◆ Exercise text
+===+
In [None]:
# Importing needed librarys
import torch
import torch.distributions as dist
import torch.nn as nn
import gym
import numpy as np
import random
import wandb
from copy import deepcopy
import torch.multiprocessing as mp
import matplotlib.pyplot as plt

In [None]:
# Setting seeds
def make_deterministic(seed):
  torch.manual_seed(seed)
  random.seed(seed)
  np.random.seed(seed)

In [None]:
# Building a class for the shared Adam optimizer (from chapter 11 of Morales(2020))
class SharedAdam(torch.optim.Adam):
    def __init__(self, params, lr=1e-3, betas=(0.9, 0.999), eps=1e-8, weight_decay=0, amsgrad=False):
        super(SharedAdam, self).__init__(
            params, lr=lr, betas=betas, eps=eps, 
            weight_decay=weight_decay, amsgrad=amsgrad)
        for group in self.param_groups:
            for p in group['params']:
                state = self.state[p]
                state['step'] = 0
                state['shared_step'] = torch.zeros(1).share_memory_()
                state['exp_avg'] = torch.zeros_like(p.data).share_memory_()
                state['exp_avg_sq'] = torch.zeros_like(p.data).share_memory_()
                if weight_decay:
                    state['weight_decay'] = torch.zeros_like(p.data).share_memory_()
                if amsgrad:
                    state['max_exp_avg_sq'] = torch.zeros_like(p.data).share_memory_()

    def step(self, closure=None):
        for group in self.param_groups:
            for p in group['params']:
                if p.grad is None:
                    continue
                self.state[p]['steps'] = self.state[p]['shared_step'].item()
                self.state[p]['shared_step'] += 1
        super().step(closure)

In [None]:
# Building a class for the neural network
class Neural_Network(nn.Module):
  def __init__(self, in_dim, out_dim, hidden_dim):
        super(Neural_Network, self).__init__()
        self.input_layer = nn.Linear(in_dim, hidden_dim[0])
        self.hidden_layer_1 = nn.Linear(hidden_dim[0], hidden_dim[1])
        self.hidden_layer_2 = nn.Linear(hidden_dim[1], hidden_dim[2])
        self.output_layer = nn.Linear(hidden_dim[2], out_dim)
+===+
◆ Task a
Summarize the notebook code above in two sentences.
The code notebook and the records that follow it come from separate sources.

◆ Source records
+===+
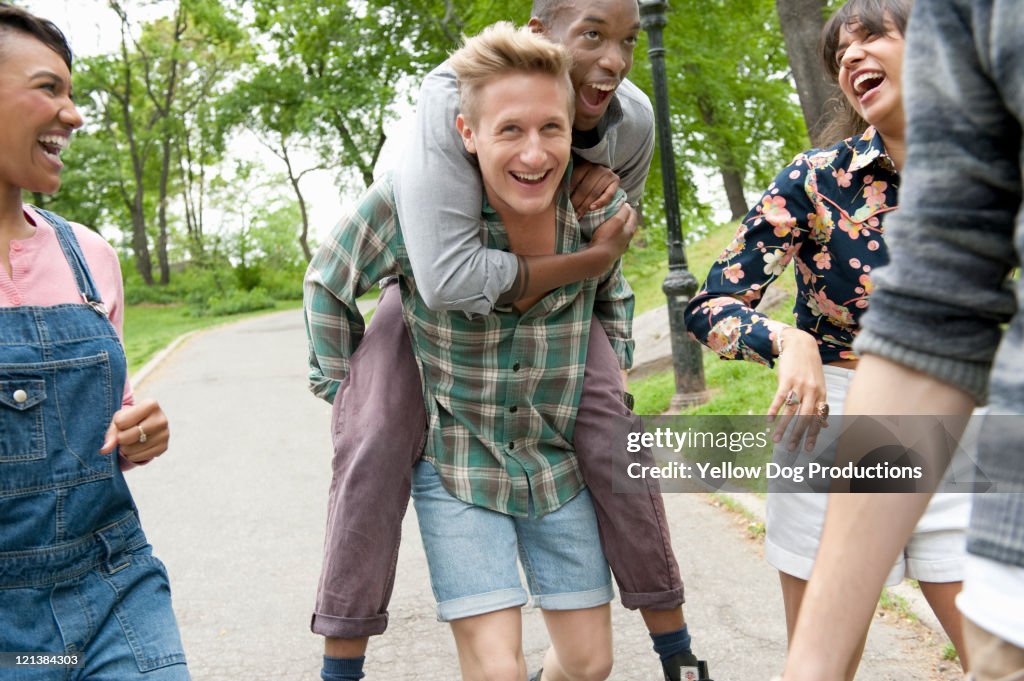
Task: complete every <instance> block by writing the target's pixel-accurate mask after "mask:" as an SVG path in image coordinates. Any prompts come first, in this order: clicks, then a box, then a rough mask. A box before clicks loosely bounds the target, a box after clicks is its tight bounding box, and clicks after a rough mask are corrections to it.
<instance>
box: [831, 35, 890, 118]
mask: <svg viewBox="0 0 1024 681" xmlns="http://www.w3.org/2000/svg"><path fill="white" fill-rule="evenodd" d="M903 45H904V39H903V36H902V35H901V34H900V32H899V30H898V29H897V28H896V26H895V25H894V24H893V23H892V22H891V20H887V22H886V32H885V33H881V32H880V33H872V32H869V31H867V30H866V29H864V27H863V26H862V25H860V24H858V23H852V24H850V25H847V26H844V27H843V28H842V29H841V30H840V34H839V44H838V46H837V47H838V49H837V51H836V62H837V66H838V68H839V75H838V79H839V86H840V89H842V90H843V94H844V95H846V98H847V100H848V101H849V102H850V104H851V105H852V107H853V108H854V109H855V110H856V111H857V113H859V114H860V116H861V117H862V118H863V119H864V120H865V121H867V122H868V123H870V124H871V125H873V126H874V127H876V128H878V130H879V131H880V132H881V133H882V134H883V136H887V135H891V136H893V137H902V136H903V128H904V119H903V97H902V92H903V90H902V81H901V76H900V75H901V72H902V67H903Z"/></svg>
+===+
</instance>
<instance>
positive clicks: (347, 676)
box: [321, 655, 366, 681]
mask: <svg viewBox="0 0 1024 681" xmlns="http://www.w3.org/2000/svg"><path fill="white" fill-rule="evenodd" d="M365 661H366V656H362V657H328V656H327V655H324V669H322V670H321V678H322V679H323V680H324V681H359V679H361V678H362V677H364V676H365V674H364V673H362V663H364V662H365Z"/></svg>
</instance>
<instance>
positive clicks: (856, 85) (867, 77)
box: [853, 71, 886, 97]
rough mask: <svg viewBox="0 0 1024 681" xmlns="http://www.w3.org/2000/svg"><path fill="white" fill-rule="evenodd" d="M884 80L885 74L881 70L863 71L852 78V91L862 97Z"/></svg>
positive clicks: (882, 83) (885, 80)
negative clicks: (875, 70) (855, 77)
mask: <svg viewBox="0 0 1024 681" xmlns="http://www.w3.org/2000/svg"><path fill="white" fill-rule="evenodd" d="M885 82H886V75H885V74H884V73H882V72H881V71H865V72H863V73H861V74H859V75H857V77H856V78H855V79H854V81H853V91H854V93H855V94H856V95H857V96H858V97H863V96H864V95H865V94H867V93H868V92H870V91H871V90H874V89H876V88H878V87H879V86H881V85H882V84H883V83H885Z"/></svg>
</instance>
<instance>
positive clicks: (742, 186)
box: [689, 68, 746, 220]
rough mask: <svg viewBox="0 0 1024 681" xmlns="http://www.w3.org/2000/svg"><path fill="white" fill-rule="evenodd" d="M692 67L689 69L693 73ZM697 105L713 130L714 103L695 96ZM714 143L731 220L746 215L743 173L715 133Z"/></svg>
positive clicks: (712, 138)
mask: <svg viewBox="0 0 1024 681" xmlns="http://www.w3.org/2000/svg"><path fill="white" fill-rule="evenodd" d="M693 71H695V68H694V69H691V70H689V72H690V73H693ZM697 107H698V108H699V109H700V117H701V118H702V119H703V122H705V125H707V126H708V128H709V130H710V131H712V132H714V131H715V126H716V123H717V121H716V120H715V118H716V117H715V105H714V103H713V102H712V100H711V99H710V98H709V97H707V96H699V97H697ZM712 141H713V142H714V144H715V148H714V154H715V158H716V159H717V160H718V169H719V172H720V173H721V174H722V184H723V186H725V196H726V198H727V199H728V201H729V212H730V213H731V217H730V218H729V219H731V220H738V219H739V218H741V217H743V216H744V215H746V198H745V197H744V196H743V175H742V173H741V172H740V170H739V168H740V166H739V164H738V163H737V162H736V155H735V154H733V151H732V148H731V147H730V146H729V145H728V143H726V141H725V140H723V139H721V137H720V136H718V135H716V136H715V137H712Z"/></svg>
+===+
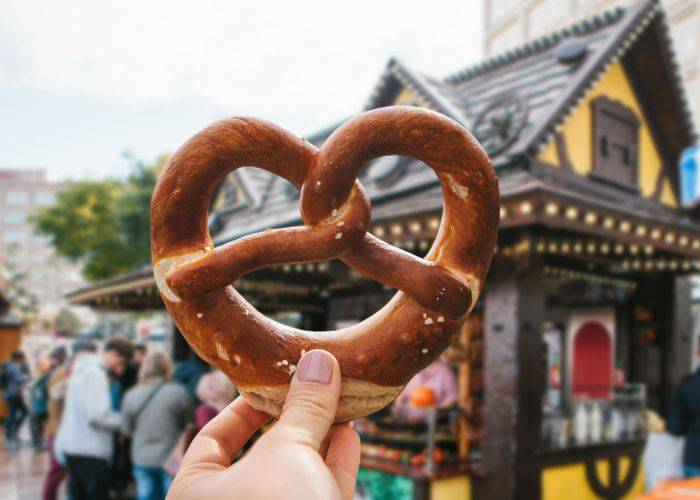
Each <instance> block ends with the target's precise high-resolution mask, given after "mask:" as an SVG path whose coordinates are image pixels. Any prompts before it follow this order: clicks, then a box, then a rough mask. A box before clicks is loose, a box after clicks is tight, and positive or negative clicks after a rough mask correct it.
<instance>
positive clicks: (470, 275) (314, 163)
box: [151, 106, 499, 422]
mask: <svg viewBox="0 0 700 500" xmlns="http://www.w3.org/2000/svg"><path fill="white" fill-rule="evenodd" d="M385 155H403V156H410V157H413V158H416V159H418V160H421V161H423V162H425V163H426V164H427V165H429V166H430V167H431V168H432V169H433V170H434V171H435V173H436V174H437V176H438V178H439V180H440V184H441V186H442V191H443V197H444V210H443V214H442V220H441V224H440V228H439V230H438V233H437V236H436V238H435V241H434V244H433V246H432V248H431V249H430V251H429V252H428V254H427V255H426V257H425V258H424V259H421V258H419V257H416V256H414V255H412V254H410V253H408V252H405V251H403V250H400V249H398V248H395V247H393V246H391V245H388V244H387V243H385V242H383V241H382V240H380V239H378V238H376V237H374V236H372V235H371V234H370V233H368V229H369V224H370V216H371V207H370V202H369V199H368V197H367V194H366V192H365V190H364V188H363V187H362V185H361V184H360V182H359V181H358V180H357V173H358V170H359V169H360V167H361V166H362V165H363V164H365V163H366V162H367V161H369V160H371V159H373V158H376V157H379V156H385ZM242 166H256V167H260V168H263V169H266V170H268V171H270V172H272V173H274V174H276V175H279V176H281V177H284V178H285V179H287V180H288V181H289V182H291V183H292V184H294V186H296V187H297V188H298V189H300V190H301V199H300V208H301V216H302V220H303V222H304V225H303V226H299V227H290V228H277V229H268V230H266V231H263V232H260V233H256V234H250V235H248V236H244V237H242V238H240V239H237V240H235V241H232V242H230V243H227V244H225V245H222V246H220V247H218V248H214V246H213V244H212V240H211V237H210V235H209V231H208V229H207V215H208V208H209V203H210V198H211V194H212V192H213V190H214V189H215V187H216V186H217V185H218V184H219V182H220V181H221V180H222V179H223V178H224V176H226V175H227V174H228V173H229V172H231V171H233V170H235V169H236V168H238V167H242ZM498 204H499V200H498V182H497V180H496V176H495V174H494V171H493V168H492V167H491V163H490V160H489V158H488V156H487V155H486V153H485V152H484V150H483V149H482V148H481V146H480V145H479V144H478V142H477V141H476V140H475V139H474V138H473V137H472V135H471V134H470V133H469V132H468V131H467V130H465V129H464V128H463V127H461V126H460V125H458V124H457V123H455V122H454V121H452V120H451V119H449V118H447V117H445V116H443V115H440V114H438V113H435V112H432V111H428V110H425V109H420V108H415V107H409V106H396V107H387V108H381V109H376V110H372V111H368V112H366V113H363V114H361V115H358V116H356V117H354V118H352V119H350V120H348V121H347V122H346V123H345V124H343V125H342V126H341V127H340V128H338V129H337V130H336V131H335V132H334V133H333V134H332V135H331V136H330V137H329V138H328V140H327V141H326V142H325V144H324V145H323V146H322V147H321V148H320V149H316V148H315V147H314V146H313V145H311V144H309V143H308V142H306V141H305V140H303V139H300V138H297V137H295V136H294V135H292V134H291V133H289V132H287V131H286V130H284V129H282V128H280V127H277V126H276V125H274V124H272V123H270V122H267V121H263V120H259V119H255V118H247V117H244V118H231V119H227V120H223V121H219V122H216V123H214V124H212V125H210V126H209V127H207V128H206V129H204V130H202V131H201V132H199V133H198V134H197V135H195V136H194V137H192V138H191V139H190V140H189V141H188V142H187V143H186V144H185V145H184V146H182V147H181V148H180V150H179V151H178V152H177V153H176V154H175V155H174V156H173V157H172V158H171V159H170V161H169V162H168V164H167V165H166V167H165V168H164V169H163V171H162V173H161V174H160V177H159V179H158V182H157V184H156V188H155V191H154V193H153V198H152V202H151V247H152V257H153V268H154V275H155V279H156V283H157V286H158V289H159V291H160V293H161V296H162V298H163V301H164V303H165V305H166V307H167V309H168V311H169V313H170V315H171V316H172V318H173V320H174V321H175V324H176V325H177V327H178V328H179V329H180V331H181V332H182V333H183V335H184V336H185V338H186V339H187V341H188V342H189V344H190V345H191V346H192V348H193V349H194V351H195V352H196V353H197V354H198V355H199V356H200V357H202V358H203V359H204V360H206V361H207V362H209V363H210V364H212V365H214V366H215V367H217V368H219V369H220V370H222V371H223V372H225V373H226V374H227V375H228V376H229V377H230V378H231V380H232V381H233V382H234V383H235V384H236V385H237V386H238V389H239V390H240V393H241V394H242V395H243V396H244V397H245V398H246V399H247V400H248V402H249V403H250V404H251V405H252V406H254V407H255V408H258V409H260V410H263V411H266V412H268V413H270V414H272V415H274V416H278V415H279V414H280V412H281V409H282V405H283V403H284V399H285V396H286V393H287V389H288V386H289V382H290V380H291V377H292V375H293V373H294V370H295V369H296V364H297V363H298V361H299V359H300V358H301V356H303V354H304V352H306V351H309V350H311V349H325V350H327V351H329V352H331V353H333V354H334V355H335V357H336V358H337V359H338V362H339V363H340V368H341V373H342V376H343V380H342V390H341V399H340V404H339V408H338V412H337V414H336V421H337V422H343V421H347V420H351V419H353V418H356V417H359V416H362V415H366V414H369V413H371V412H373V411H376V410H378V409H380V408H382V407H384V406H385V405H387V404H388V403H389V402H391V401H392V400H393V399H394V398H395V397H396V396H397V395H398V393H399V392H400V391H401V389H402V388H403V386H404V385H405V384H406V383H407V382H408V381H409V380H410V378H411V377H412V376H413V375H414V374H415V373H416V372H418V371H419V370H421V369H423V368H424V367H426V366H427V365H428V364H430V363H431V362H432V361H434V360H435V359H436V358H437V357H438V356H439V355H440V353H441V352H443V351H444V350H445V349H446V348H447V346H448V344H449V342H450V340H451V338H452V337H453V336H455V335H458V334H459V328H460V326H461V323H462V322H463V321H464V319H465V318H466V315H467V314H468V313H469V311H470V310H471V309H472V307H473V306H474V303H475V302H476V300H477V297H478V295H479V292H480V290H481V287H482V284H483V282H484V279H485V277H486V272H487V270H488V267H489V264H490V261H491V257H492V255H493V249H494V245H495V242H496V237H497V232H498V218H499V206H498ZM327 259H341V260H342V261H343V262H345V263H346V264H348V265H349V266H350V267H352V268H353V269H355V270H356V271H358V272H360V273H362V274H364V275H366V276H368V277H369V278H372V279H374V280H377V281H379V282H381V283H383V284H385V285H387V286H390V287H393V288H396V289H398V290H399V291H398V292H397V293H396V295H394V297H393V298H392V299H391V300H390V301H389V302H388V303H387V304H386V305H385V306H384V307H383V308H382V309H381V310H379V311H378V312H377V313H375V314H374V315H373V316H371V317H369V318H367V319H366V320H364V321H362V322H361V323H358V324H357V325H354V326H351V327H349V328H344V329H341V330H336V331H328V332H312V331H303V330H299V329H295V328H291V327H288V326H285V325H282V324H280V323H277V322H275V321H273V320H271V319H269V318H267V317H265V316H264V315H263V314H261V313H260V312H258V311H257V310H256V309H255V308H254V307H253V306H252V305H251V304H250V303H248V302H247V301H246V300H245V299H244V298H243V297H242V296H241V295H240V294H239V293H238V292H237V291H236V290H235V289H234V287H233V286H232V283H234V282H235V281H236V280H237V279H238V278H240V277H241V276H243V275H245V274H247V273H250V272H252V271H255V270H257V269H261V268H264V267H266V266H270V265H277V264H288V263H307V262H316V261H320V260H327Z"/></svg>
+===+
◆ Task b
In the records, rewrite everything from the line that contains "67L689 69L693 73ZM697" down to the line that contains "positive clicks: (712, 138)", changing "rough mask" to "initial mask" and leaving all else the same.

◆ Written solution a
The code imports libraries such as PyTorch, Gym, NumPy and wandb, and defines a function that sets the torch, random and NumPy seeds. It then builds a shared Adam optimizer class, taken from chapter 11 of Morales (2020), that keeps its optimizer state in shared memory, and begins a neural network class with an input layer, two hidden layers and an output layer.

◆ Written solution b
initial mask: <svg viewBox="0 0 1024 681" xmlns="http://www.w3.org/2000/svg"><path fill="white" fill-rule="evenodd" d="M692 67L689 69L693 73ZM697 105L713 130L714 103L695 96ZM714 143L731 220L746 215L743 173L715 133Z"/></svg>
positive clicks: (712, 138)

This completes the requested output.